§ Coordinate labeling data

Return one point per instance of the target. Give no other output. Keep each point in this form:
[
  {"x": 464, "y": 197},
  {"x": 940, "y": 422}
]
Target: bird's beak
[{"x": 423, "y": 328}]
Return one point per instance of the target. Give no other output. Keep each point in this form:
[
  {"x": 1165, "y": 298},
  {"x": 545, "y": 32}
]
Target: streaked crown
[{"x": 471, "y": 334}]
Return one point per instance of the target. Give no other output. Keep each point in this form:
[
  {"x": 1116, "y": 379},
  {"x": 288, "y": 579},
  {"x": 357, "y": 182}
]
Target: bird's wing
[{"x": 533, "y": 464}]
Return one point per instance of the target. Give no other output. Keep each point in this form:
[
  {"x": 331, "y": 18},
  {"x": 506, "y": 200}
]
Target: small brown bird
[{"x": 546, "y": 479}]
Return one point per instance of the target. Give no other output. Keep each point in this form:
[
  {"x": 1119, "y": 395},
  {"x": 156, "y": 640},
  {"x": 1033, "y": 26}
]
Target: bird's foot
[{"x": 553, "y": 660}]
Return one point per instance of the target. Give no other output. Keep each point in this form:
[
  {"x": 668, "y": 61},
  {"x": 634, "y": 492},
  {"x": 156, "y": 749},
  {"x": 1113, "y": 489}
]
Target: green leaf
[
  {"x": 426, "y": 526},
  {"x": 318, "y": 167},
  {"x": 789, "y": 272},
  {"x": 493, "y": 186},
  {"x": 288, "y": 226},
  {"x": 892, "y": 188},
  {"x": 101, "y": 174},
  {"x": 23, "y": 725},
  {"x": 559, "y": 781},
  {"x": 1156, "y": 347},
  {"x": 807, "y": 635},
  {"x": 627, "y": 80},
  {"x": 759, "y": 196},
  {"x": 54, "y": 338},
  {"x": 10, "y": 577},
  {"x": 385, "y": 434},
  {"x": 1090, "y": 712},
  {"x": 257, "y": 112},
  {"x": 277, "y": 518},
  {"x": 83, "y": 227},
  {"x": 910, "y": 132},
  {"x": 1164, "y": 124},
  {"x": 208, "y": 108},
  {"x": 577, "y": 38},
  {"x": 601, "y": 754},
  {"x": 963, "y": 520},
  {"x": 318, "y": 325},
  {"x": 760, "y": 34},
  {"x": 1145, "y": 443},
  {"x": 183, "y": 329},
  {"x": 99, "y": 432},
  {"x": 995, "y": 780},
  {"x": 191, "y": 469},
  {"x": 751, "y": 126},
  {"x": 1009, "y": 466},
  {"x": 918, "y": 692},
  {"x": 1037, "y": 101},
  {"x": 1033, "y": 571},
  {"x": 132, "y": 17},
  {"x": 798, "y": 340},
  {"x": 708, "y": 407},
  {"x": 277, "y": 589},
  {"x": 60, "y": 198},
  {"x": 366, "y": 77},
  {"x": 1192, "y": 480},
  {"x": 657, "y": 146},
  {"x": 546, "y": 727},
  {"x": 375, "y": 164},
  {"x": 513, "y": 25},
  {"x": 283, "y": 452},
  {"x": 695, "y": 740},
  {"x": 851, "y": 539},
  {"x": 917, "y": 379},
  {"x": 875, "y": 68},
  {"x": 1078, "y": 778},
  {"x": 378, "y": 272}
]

§ GIVEN TASK
Repeat the records above exactly as they appear.

§ RESPONSE
Return one point per instance of the target. Give no other output. Keep each point in this form:
[
  {"x": 464, "y": 197},
  {"x": 940, "y": 422}
]
Target: bird's beak
[{"x": 423, "y": 328}]
Return one point per instance of the target. Give no other output. Keep each point in this form:
[
  {"x": 1165, "y": 298},
  {"x": 545, "y": 32}
]
Target: streaked crown
[{"x": 471, "y": 334}]
Return one point per instance of the target. Give no other output. Keep each point in this form:
[
  {"x": 1116, "y": 379},
  {"x": 288, "y": 579},
  {"x": 357, "y": 182}
]
Target: bird's wing
[{"x": 533, "y": 464}]
Return one point per instance of the target. Give no other output. Keep each point in this form:
[
  {"x": 331, "y": 18},
  {"x": 506, "y": 200}
]
Target: small brown bird
[{"x": 546, "y": 479}]
Return one point per instance of the target. Give no other output. Keep each point in this form:
[
  {"x": 1119, "y": 395},
  {"x": 156, "y": 640},
  {"x": 1033, "y": 26}
]
Target: bird's foot
[{"x": 553, "y": 660}]
Return one point per instance of the target. Give no other output. Keep each point in this form:
[
  {"x": 668, "y": 61},
  {"x": 634, "y": 492},
  {"x": 156, "y": 749},
  {"x": 1113, "y": 489}
]
Target: green leaf
[
  {"x": 426, "y": 526},
  {"x": 318, "y": 167},
  {"x": 789, "y": 272},
  {"x": 493, "y": 186},
  {"x": 288, "y": 226},
  {"x": 892, "y": 188},
  {"x": 101, "y": 174},
  {"x": 23, "y": 725},
  {"x": 559, "y": 781},
  {"x": 1156, "y": 347},
  {"x": 807, "y": 635},
  {"x": 627, "y": 80},
  {"x": 759, "y": 196},
  {"x": 54, "y": 338},
  {"x": 10, "y": 577},
  {"x": 385, "y": 434},
  {"x": 1090, "y": 712},
  {"x": 257, "y": 112},
  {"x": 277, "y": 518},
  {"x": 83, "y": 227},
  {"x": 910, "y": 132},
  {"x": 1164, "y": 124},
  {"x": 208, "y": 108},
  {"x": 577, "y": 38},
  {"x": 601, "y": 754},
  {"x": 963, "y": 520},
  {"x": 318, "y": 325},
  {"x": 760, "y": 34},
  {"x": 1145, "y": 443},
  {"x": 183, "y": 329},
  {"x": 99, "y": 432},
  {"x": 995, "y": 780},
  {"x": 191, "y": 469},
  {"x": 751, "y": 126},
  {"x": 1009, "y": 466},
  {"x": 918, "y": 692},
  {"x": 1037, "y": 101},
  {"x": 1033, "y": 571},
  {"x": 132, "y": 17},
  {"x": 798, "y": 340},
  {"x": 708, "y": 407},
  {"x": 277, "y": 589},
  {"x": 60, "y": 198},
  {"x": 366, "y": 77},
  {"x": 1192, "y": 480},
  {"x": 657, "y": 146},
  {"x": 546, "y": 727},
  {"x": 375, "y": 164},
  {"x": 513, "y": 25},
  {"x": 283, "y": 452},
  {"x": 695, "y": 740},
  {"x": 851, "y": 539},
  {"x": 917, "y": 379},
  {"x": 875, "y": 68},
  {"x": 1078, "y": 778},
  {"x": 378, "y": 272}
]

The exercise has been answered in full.